Stored data entries:
┌──

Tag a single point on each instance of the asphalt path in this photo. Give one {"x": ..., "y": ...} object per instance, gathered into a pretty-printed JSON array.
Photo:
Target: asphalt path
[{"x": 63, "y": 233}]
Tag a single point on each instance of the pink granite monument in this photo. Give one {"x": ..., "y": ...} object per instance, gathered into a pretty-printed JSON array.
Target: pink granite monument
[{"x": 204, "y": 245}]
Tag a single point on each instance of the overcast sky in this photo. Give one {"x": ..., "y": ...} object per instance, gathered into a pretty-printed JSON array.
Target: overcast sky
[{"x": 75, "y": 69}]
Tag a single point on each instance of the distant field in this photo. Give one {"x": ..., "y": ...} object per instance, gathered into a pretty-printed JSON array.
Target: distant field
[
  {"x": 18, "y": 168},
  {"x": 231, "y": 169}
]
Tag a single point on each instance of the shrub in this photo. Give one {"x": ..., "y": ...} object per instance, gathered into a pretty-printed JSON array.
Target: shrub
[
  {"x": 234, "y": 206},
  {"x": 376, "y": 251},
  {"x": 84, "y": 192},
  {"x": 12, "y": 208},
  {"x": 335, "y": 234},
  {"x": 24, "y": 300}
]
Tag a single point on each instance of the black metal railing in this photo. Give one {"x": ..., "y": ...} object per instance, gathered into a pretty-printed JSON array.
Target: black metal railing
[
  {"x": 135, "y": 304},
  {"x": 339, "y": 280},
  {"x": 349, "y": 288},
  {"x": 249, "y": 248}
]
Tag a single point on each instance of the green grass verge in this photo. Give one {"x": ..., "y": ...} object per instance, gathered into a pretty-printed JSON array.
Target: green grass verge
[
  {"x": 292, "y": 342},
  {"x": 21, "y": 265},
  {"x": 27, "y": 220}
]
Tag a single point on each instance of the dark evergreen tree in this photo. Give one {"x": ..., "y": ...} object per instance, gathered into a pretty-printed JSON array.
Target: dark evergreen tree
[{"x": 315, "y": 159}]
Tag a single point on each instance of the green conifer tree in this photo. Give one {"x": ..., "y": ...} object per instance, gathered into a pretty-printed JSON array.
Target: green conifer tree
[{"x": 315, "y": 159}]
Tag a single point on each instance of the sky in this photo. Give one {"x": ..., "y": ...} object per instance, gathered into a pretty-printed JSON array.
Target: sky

└──

§ WORK REQUIRED: The reply must consist solely of the lines from the one containing "Target: overcast sky" through the last line of the data, reproduced exactly.

§ FINISHED EXERCISE:
Target: overcast sky
[{"x": 75, "y": 69}]
Tag a single point on each instance of the distant field in this photo. Give one {"x": ..., "y": ...} object per instance, gathered into a pretty-printed JSON array.
Target: distant field
[
  {"x": 18, "y": 168},
  {"x": 231, "y": 169}
]
Tag a single point on each instance of the shrub in this photo. Give one {"x": ..., "y": ...} object per instance, gathered into a pretty-printed JSON array.
Target: shrub
[
  {"x": 234, "y": 206},
  {"x": 376, "y": 251},
  {"x": 84, "y": 192},
  {"x": 12, "y": 208},
  {"x": 335, "y": 234},
  {"x": 24, "y": 300}
]
Tag a single point on each instance of the black metal railing in this photo. Give one {"x": ..., "y": ...} object per instance, gathered into a pretty-printed JSON array.
Target: black metal railing
[
  {"x": 135, "y": 304},
  {"x": 339, "y": 280},
  {"x": 349, "y": 288},
  {"x": 249, "y": 248}
]
Tag a single point on each instance of the green grass verge in this photo. Give one {"x": ..., "y": ...} object per instance, gathered into a pretty-printed JSON array.
Target: green grass verge
[
  {"x": 292, "y": 342},
  {"x": 21, "y": 265},
  {"x": 27, "y": 220}
]
Tag a single point on each instance of the dark evergreen tree in this photo. Give one {"x": ..., "y": ...} object per instance, gathered into a pretty-printed JSON array.
Target: dark evergreen tree
[{"x": 315, "y": 159}]
Tag a single point on each instance of the green conifer tree in this photo. Give one {"x": ..., "y": ...} object per instance, gathered into a pretty-printed JSON array.
Target: green conifer tree
[{"x": 315, "y": 159}]
Tag a single point on each instance of the sky in this photo. Give one {"x": ..., "y": ...} object per instance, gathered into a pretty-printed JSON array.
Target: sky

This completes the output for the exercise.